RECORDED DATA →
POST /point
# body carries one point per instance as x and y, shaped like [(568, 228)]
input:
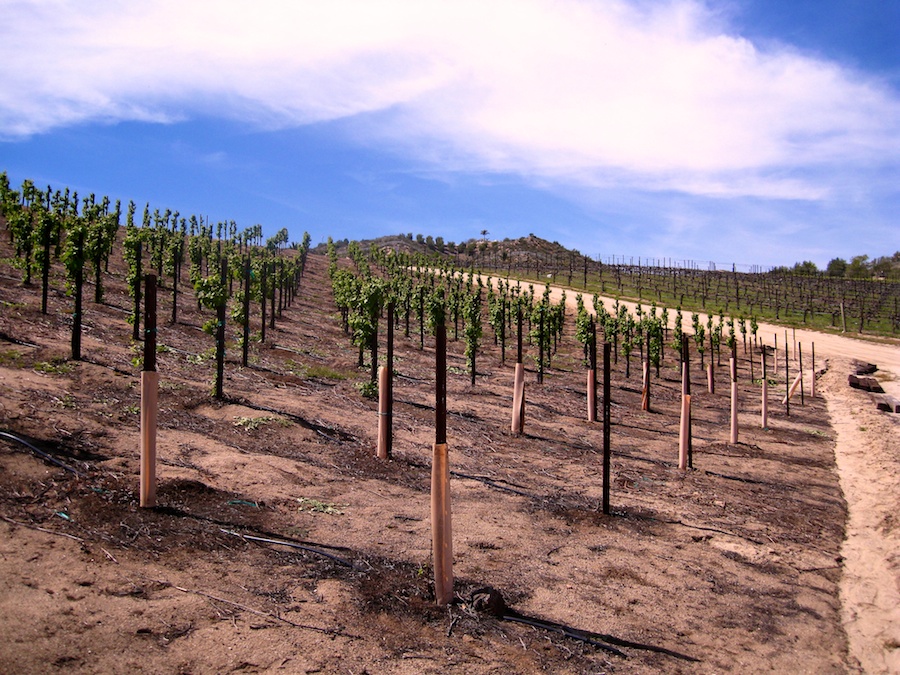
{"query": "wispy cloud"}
[(662, 96)]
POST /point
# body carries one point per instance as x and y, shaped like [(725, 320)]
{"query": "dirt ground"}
[(737, 565)]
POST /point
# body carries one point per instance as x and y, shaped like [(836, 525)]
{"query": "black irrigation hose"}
[(490, 482), (596, 639), (568, 632), (331, 434), (291, 544), (17, 341), (40, 453)]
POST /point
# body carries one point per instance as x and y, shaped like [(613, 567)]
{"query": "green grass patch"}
[(54, 367), (11, 358), (316, 506)]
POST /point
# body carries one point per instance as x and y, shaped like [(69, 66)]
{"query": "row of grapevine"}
[(48, 225)]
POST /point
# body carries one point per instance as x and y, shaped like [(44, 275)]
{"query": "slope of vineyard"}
[(734, 563)]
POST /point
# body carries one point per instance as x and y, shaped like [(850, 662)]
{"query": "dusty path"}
[(867, 456)]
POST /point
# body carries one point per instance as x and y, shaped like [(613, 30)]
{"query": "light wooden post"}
[(592, 373), (787, 379), (684, 435), (765, 390), (518, 412), (441, 530), (149, 398), (386, 393), (384, 432), (734, 398), (812, 384), (775, 357), (607, 451)]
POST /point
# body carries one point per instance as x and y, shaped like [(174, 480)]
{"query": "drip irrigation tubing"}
[(40, 453), (327, 432), (291, 544)]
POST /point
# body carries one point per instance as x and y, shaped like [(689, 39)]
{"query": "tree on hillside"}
[(837, 267), (858, 267)]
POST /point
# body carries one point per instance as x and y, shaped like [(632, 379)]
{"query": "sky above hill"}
[(756, 132)]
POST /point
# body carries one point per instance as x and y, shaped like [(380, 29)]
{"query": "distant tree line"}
[(859, 267)]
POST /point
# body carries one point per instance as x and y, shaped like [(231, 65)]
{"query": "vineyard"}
[(867, 305), (281, 540)]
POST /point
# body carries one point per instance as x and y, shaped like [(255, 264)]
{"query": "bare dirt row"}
[(734, 565)]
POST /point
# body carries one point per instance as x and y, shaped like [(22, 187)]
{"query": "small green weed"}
[(252, 423), (368, 389), (202, 357), (54, 367), (67, 401), (325, 373), (11, 358), (316, 506)]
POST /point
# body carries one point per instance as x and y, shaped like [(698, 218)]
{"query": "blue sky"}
[(748, 131)]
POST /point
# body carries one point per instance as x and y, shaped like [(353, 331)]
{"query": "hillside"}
[(281, 543)]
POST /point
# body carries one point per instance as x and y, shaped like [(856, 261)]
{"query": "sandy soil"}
[(736, 565)]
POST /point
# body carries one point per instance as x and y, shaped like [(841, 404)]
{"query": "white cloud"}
[(650, 94)]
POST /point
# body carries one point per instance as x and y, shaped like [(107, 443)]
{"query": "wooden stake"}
[(645, 389), (787, 379), (592, 374), (384, 431), (684, 432), (607, 452), (812, 383), (765, 391), (442, 540), (149, 398), (793, 388), (149, 408), (518, 417), (734, 398)]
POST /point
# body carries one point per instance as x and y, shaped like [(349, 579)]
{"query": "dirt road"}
[(867, 456)]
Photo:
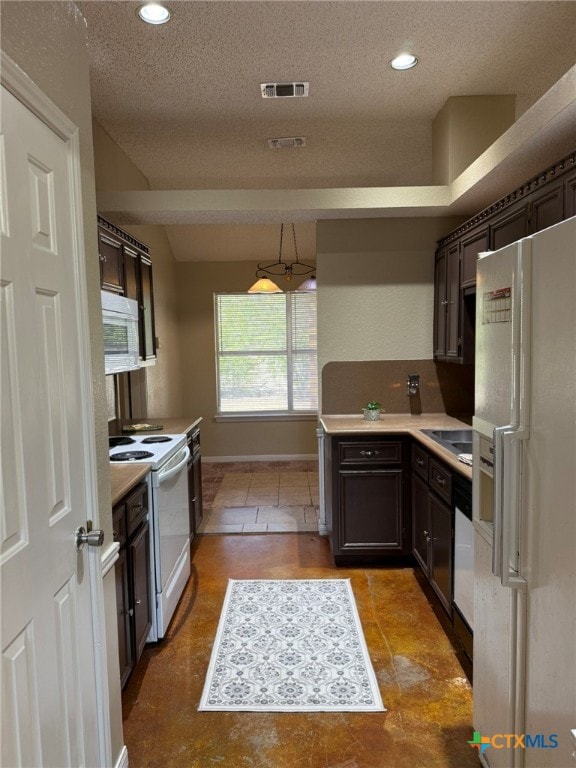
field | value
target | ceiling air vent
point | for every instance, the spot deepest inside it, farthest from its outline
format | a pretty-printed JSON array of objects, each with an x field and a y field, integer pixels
[
  {"x": 287, "y": 142},
  {"x": 283, "y": 90}
]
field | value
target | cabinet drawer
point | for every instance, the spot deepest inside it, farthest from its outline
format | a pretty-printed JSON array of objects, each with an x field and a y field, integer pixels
[
  {"x": 136, "y": 508},
  {"x": 440, "y": 481},
  {"x": 370, "y": 452},
  {"x": 420, "y": 461}
]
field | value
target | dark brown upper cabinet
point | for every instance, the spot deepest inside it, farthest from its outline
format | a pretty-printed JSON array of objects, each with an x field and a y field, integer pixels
[
  {"x": 126, "y": 268},
  {"x": 541, "y": 202}
]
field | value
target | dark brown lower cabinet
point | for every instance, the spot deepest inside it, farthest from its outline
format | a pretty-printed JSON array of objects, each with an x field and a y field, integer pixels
[
  {"x": 432, "y": 525},
  {"x": 366, "y": 503},
  {"x": 133, "y": 578},
  {"x": 125, "y": 652}
]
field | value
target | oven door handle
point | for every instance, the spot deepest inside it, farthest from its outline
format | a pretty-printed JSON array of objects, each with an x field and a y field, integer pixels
[{"x": 170, "y": 473}]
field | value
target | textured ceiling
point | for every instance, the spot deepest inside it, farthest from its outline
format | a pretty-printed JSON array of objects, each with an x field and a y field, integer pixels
[{"x": 183, "y": 100}]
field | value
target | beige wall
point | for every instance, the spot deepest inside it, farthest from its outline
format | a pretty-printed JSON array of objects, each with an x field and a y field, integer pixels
[
  {"x": 115, "y": 171},
  {"x": 376, "y": 289},
  {"x": 48, "y": 41},
  {"x": 464, "y": 128},
  {"x": 197, "y": 283}
]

WHAT TO WORK ON →
Count how many lines of the listing above contain the string "wooden", and reply with that number alone.

THE ANSWER →
2